* Begin Data section *

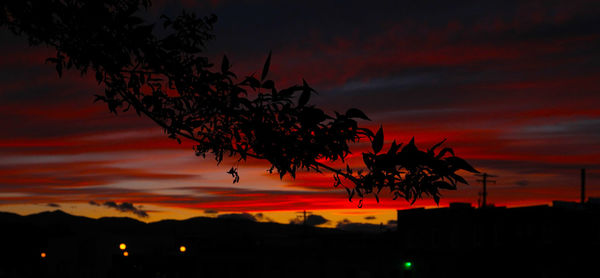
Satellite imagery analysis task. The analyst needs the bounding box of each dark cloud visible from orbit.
[290,214,330,227]
[217,212,256,222]
[336,219,396,233]
[104,201,148,217]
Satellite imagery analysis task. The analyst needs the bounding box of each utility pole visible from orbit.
[581,168,585,205]
[475,173,498,208]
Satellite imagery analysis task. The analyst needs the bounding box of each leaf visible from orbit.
[346,108,371,121]
[388,140,402,154]
[371,126,383,153]
[427,139,446,155]
[260,51,272,81]
[221,55,229,73]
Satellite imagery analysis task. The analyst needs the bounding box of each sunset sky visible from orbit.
[0,0,600,226]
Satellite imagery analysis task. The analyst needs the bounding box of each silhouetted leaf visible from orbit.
[371,127,383,153]
[427,139,446,155]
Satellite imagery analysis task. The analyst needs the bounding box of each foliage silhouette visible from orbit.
[0,0,477,206]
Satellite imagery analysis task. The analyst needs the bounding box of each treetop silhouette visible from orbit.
[0,0,477,206]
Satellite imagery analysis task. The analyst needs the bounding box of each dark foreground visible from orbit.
[0,203,600,278]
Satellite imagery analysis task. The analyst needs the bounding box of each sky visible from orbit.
[0,0,600,226]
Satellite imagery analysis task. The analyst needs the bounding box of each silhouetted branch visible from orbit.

* End Data section *

Requirements: Render everything from the line containing "pole visible from orbit." down to the line containing "[475,173,498,208]", both included, as a JSON list of strings with one string per line and blank lines omitted.

Response to the exercise:
[
  "Satellite imagery analysis task. The analyst needs the bounding box of each utility pole visible from orbit.",
  "[581,168,585,205]",
  "[475,173,498,208]"
]